[Extrait choisi]

######

Mes chers frères et sœurs !
Depuis quelques dimanches, nous avons été nourris par le chapitre 6 de l’évangile selon saint Jean qui est, comme je disais dimanche dernier, une véritable catéchèse eucharistique. Jésus nous y livre un enseignement sur le pain vivant descendu du ciel. Ce chapitre commence par le grand récit du miracle de la multiplication des pains. Aujourd’hui, Jésus nous appelle à un sursaut de foi car il nous demande de prendre position pour ou contre lui, décider de rester avec lui ou de partir comme les disciples dans l’évangile de ce dimanche.

######

[Consigne 1]
D'après l'homélie, par quel récit s'ouvre le chapitre 6 de l'évangile selon saint Jean ?
[Consigne 2]
Recopiez le passage de l'homélie qui commence à « Mes chers frères » et se termine à « de ce dimanche. ».
Les items proviennent d'une autre source que l'homélie.

######

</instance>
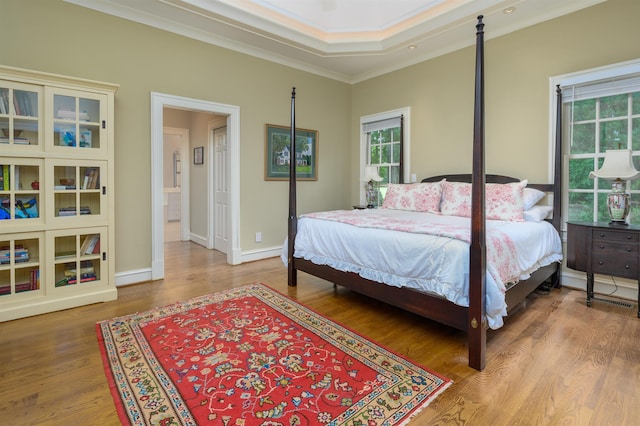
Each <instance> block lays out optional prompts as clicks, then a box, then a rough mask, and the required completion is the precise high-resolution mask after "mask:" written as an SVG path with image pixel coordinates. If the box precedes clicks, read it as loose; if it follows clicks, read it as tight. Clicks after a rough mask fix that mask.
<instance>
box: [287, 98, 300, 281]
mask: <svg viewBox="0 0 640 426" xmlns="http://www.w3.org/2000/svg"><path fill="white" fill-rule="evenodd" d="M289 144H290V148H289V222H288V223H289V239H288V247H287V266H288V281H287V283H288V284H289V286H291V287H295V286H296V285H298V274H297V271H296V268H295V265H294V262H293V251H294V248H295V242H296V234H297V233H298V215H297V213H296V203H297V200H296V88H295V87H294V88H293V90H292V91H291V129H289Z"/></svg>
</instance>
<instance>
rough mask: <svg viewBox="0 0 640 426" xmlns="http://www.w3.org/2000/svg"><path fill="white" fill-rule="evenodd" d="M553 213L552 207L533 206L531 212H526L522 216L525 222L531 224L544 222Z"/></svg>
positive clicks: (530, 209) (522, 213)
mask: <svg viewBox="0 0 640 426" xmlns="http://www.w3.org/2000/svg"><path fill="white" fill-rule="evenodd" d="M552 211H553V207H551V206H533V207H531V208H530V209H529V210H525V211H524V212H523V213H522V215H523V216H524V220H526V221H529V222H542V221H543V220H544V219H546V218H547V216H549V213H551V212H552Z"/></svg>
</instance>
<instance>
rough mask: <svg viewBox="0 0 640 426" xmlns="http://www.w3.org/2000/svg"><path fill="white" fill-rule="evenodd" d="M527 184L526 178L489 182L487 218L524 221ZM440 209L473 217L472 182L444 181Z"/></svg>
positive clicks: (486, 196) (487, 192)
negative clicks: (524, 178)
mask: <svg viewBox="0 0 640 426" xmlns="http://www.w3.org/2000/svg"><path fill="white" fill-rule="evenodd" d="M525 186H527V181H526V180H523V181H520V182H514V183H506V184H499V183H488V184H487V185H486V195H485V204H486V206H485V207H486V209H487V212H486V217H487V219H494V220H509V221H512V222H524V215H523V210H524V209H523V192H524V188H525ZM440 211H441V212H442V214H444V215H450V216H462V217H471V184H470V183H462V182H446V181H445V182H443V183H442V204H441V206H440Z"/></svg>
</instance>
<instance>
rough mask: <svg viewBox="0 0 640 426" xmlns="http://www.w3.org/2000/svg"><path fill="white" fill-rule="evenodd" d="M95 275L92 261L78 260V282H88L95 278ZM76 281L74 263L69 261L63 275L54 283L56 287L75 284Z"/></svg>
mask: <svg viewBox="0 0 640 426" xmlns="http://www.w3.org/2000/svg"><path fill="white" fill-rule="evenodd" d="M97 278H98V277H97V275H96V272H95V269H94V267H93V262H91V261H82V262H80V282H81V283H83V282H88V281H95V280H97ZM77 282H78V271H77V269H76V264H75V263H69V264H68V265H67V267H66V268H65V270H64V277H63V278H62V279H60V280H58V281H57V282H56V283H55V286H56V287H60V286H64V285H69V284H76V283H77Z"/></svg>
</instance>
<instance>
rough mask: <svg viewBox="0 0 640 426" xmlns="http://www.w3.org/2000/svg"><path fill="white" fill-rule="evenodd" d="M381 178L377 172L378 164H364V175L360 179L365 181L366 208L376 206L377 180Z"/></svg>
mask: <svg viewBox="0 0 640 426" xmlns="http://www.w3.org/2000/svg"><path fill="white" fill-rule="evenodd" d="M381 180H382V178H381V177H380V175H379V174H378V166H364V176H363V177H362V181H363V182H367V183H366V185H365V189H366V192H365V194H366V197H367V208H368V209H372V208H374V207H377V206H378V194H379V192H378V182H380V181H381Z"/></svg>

######

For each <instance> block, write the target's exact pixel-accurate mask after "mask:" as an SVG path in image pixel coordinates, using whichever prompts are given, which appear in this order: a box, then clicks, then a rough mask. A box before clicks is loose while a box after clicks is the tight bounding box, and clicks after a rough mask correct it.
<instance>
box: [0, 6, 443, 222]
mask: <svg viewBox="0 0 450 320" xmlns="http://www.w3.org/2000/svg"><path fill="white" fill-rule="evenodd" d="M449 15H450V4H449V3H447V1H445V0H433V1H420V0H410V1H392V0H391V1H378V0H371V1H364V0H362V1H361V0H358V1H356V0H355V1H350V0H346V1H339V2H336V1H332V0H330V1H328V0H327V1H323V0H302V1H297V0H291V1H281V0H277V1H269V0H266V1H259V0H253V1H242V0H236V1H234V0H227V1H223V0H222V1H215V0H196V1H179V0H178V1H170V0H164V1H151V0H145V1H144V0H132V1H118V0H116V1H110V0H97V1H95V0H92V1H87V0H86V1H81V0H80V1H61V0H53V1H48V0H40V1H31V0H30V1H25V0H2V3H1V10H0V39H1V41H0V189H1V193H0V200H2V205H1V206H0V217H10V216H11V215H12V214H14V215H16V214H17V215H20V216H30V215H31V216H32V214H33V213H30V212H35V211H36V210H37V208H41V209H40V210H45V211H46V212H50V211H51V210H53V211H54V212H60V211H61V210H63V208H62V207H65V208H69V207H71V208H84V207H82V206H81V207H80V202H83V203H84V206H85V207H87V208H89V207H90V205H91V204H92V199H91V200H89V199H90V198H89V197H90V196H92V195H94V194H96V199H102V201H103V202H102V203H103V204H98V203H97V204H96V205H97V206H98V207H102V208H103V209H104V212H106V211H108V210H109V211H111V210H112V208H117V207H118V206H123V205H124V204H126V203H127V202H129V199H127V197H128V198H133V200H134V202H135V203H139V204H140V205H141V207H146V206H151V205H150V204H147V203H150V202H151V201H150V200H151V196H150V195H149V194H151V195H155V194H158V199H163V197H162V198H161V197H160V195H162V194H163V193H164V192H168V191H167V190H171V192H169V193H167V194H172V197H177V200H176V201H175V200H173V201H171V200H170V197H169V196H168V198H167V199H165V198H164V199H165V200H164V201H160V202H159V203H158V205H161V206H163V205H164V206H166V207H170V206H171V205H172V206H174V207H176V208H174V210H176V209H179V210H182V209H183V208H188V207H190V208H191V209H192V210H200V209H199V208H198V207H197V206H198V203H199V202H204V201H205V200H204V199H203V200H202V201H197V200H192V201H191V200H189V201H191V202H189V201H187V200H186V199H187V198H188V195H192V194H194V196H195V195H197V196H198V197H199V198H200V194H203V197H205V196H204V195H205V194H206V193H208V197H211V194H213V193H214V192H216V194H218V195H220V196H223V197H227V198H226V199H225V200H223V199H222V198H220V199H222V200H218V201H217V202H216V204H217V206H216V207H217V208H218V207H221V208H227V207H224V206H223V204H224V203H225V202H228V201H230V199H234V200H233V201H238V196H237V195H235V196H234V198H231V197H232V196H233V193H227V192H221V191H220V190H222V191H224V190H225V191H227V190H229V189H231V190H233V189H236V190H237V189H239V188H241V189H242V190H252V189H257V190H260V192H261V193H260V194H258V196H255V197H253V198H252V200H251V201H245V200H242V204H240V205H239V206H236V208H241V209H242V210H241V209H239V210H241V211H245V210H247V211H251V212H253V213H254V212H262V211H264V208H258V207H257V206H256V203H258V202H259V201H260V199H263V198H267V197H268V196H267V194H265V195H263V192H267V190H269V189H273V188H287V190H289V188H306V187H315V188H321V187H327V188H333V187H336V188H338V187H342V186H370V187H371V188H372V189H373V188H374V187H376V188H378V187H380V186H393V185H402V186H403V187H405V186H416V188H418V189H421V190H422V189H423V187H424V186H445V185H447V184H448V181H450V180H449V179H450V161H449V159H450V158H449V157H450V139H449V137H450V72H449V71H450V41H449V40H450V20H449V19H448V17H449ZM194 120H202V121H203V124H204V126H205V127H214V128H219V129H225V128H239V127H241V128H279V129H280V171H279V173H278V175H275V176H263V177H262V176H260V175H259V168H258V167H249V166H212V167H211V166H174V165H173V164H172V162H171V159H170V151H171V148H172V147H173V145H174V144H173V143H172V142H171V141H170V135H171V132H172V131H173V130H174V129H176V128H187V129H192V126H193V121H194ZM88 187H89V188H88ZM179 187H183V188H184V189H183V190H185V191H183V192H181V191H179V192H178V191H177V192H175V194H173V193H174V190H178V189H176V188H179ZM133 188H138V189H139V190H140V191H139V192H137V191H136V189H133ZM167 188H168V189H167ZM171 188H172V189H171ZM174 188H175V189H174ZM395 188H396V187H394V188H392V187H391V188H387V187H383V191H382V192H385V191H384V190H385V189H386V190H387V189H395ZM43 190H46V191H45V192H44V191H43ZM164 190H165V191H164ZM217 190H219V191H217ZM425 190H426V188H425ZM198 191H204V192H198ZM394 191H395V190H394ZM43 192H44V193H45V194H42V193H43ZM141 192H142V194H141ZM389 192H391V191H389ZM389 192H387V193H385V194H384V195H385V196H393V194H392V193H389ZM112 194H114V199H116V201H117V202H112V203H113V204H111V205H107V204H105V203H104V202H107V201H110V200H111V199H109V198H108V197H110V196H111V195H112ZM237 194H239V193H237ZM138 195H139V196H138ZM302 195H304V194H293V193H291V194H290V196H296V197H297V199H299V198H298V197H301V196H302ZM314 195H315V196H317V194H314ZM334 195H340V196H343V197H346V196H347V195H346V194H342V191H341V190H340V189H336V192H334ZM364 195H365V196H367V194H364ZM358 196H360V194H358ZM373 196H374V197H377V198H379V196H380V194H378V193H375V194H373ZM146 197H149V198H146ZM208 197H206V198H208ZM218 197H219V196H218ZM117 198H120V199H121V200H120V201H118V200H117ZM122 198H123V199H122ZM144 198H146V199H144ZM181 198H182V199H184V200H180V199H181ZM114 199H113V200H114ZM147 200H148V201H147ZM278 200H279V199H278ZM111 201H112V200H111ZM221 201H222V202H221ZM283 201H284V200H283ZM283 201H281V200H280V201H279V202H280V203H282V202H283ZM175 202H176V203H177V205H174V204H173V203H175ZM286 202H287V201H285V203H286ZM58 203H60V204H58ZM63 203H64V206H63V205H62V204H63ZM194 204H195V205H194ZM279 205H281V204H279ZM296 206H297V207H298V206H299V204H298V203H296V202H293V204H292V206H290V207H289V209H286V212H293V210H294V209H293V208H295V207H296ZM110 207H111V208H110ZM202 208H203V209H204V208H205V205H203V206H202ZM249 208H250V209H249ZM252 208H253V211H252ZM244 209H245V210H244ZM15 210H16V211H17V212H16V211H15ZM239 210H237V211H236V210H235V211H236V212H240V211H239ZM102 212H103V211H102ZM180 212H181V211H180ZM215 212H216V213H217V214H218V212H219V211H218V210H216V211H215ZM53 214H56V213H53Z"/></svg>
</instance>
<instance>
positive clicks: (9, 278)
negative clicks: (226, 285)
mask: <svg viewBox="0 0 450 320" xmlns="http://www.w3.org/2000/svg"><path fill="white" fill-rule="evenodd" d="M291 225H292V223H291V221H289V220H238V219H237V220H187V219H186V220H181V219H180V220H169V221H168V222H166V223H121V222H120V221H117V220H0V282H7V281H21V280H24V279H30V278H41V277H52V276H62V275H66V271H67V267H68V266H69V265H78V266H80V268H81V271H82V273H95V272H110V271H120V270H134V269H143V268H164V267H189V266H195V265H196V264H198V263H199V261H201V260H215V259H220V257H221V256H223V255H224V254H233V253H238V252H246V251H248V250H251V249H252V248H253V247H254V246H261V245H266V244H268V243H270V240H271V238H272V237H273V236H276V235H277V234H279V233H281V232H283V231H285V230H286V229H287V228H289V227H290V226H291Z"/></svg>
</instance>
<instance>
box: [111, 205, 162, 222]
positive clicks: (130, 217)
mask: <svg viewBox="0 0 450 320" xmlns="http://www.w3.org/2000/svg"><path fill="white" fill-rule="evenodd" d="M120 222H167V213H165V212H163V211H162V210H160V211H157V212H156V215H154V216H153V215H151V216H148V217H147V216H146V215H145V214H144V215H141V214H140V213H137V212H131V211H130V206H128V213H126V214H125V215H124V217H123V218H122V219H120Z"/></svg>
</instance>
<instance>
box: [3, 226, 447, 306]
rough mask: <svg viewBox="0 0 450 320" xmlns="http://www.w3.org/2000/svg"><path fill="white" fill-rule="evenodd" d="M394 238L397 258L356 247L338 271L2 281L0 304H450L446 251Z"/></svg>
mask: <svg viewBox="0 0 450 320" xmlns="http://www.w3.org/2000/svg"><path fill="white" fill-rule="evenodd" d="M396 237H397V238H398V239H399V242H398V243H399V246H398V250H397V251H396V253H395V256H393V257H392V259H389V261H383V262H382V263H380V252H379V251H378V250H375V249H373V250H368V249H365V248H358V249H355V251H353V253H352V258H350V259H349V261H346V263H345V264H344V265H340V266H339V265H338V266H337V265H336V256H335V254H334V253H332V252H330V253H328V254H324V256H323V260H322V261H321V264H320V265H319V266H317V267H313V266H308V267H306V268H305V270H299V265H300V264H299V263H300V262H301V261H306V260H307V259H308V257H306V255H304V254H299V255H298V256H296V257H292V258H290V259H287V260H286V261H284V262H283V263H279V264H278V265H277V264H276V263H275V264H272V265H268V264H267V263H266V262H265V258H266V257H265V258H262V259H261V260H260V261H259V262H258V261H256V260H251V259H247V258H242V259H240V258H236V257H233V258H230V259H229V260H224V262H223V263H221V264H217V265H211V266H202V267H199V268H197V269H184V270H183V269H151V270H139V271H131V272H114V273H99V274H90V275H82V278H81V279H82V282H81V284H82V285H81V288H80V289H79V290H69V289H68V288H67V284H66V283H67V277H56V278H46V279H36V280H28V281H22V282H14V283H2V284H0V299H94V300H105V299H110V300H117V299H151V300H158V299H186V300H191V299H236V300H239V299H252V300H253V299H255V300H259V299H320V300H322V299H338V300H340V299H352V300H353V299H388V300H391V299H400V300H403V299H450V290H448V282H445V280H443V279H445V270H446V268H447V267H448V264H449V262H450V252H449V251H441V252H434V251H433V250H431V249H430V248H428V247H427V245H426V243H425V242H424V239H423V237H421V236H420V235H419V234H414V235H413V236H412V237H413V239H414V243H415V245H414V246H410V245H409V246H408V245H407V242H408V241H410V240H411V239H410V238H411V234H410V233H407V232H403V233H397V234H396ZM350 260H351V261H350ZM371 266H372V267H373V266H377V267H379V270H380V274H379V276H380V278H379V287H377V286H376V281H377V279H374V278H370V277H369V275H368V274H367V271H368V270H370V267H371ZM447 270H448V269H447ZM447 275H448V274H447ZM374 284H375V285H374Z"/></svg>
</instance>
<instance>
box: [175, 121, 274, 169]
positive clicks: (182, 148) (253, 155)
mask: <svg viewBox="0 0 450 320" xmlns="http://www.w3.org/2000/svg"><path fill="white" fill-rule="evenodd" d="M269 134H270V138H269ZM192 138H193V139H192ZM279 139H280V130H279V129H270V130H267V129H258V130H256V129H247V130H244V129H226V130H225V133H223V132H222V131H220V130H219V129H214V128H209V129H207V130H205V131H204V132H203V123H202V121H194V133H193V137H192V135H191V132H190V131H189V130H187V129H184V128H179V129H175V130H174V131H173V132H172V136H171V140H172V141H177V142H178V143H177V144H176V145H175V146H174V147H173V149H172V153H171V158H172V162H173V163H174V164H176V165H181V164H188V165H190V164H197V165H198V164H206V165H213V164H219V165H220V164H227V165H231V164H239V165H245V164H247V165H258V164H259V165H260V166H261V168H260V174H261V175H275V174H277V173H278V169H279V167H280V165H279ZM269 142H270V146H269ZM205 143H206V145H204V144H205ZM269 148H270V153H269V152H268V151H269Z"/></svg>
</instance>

######

[Réponse 1]
Par le grand récit du miracle de la multiplication des pains.

[Réponse 2]
Mes chers frères et sœurs !
Depuis quelques dimanches, nous avons été nourris par le chapitre 6 de l’évangile selon saint Jean qui est, comme je disais dimanche dernier, une véritable catéchèse eucharistique. Jésus nous y livre un enseignement sur le pain vivant descendu du ciel. Ce chapitre commence par le grand récit du miracle de la multiplication des pains. Aujourd’hui, Jésus nous appelle à un sursaut de foi car il nous demande de prendre position pour ou contre lui, décider de rester avec lui ou de partir comme les disciples dans l’évangile de ce dimanche.